REQUIRED TASKS:
(1) From the episode recap, list the favourite pastimes of the Prisoner at which Curtis beats him.
(2) Please write the next part of the episode recap, picking up after its final sentence.

EXERCISE PASSAGE:
=-=-=-=-=
The Prisoner wakes up to find that he is now left-handed, moustachioed and Number 2's new best friend, Number 12, brought in on a special assignment to break a particularly recalcitrant prisoner to whom he bears an uncanny resemblance: Number 6.
This new Number 6 – in the end he turns out to be an agent calling himself "Curtis", so I shall refer to him as that throughout to try and cut down the confusion – immediately suggests that this is all a plot to break down his identity so that in the end he will tell all. Which, in a way, it is.
Curtis then proceeds to best the Prisoner at all his favourite pastimes: shooting, fencing, fisticuffs. Not surprising, really, when the Village's crude electric aversion therapy has him thinking he has to use his weaker left hand. Number 2 tries torturing Curtis with the Mind Rubbers while the Prisoner looks on. But then the Prisoner thinks of a better idea: he's been working with another Villager, Alison, on a mind-reading act, and he's sure that she will be able to tell who's who, as only the real Number 6 is "simpatico" with her. Naturally he flunks the test and Number 2 tells him it was a very silly idea and that he's only reinforced Number 6's sense of identity.
Alison, of course, is betraying him, but inadvertently she also provides his way out: another of her hobbies, photography, provides the evidence that too much time has passed, and with the illusion slightly cracked, he starts to regain his memories. One zap from a faulty standard lamp and he's regained his proper handedness too, and can cheerfully beat the truth out of Curtis. Then, when Rover helpfully eliminates his double, it's time to turn the tables on Number 2, as the Prisoner pretends to be Curtis and hopes to get the next chopper out of there.
There's just one snag: while Alison could tell the real Prisoner by instinct, Number 2 could tell the real Curtis too, and the Prisoner ends up going nowhere.what's your number, please
Things have clearly advanced in the Village, and they are now willing to start using rather more invasive techniques to break the Prisoner, here physically conditioning him; he, however, presented with an opportunity, is still trying to escape, something he will try only once more before "Fall Out". For these reason we see this as the start of the four-story "second phase" of the Prisoner's battle with the Village, and hence after any of the "first phase" stories that we've watched so far.
The other stories from this part of the series are "The General", "A, B & C" and "Many Happy Returns"; why do we make this one first?
=-=-=-=-=
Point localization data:
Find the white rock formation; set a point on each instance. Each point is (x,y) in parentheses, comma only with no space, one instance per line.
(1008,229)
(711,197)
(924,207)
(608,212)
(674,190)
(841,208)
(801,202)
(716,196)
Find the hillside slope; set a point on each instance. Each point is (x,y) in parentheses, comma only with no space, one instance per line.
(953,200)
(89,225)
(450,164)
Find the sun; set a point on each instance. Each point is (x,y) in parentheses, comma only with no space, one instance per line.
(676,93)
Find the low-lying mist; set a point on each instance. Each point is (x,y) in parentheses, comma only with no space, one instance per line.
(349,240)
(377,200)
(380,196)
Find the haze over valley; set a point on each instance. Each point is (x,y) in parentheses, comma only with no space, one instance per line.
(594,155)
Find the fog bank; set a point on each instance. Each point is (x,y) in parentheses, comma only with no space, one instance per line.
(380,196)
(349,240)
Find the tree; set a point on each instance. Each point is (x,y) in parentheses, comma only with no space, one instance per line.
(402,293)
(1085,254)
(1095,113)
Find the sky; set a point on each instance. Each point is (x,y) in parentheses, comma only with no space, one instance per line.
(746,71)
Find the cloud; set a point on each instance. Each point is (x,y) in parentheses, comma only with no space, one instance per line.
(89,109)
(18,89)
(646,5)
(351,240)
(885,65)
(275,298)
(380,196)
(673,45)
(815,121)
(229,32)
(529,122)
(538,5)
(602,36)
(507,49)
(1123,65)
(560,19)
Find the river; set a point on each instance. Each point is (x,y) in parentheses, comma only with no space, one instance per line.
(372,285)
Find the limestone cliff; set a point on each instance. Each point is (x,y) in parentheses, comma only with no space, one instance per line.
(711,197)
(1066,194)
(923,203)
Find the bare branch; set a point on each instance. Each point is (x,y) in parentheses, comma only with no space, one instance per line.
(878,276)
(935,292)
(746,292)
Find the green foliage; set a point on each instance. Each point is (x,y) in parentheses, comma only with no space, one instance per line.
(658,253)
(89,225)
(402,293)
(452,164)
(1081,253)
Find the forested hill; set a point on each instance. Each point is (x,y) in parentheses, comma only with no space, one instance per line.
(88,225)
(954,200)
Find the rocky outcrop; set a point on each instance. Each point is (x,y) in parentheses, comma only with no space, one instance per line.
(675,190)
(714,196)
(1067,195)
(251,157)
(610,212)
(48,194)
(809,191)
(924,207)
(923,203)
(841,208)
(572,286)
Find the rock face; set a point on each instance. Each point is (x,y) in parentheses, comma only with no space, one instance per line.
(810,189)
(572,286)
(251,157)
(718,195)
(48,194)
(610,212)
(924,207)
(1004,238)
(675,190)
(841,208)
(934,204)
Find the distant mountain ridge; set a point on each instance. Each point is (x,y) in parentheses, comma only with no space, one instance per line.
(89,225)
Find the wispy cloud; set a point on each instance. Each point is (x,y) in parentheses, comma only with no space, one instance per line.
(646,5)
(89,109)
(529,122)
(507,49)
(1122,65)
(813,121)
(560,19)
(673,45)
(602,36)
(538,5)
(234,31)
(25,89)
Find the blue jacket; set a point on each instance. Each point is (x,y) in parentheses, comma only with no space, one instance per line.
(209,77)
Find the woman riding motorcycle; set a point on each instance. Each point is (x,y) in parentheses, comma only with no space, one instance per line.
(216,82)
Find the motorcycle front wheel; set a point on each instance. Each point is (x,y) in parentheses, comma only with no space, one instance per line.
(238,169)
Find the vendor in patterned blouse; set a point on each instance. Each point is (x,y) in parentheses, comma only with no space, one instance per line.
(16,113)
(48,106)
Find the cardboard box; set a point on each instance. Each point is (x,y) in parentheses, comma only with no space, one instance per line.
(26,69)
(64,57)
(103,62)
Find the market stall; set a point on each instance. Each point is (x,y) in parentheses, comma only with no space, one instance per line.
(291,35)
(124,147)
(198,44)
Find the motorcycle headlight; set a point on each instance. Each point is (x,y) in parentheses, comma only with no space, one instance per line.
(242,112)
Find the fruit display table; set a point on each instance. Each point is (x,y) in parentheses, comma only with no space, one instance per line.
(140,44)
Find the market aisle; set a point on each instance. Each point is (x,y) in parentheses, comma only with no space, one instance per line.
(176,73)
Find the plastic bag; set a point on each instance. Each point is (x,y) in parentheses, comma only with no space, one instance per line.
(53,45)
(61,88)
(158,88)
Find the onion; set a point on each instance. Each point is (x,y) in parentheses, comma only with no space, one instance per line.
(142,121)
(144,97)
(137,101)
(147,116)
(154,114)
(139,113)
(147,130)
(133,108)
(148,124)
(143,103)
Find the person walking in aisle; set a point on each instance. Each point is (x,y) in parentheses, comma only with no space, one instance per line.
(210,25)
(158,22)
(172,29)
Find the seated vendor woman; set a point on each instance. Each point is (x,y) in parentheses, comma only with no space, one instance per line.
=-=-=-=-=
RESULTS OF THE EXERCISE:
(1) Shooting, fencing, fisticuffs

(2)
Well, "Many Happy Returns" is another "game changing" story, like "Free For All" and, as we'll see, after that the Prisoner has good reason to redirect his efforts from escaping to destroying the Village. Therefore we shall make that the last one of this sub-sequence.
"The General" and "A, B & C" are clearly linked as they both feature Colin Gordon as Number 2 and – uniquely – the opening exchanges of "A, B & C" are amended to "I am Number 2" instead of the more usual "I am the new Number 2". This, more than anything else, suggests that those episodes, even though they were originally shown weeks apart and in the "wrong" order, are not just connected but consecutive.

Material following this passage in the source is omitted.